◆ Material provided:
┏━━
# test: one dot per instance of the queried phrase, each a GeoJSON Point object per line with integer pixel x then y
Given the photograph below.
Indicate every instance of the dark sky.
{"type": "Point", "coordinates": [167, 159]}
┗━━
┏━━
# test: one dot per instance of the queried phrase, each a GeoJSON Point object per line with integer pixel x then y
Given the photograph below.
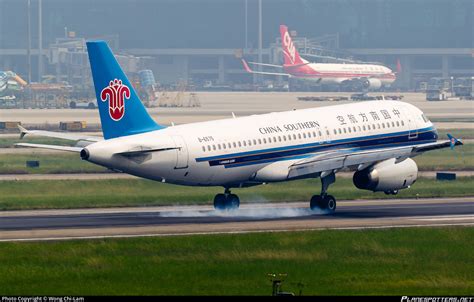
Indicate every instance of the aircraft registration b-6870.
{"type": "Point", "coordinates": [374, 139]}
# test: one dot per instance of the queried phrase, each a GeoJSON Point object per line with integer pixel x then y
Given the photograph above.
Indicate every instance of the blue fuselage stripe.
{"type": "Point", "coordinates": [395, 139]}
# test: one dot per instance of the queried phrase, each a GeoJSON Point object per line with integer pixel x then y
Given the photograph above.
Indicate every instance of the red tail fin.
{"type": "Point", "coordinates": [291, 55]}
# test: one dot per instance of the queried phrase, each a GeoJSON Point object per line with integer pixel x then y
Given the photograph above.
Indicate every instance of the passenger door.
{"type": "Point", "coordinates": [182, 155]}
┗━━
┏━━
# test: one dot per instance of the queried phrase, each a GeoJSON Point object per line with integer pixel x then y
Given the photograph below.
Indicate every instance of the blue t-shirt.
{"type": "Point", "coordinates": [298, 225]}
┗━━
◆ What the task requires: Gather every line in the entries above that contains the word "blue", and copy each such line in full.

◆ Task answer:
Indicate every instance of the blue fuselage stripe.
Indicate every instance of the blue t-shirt.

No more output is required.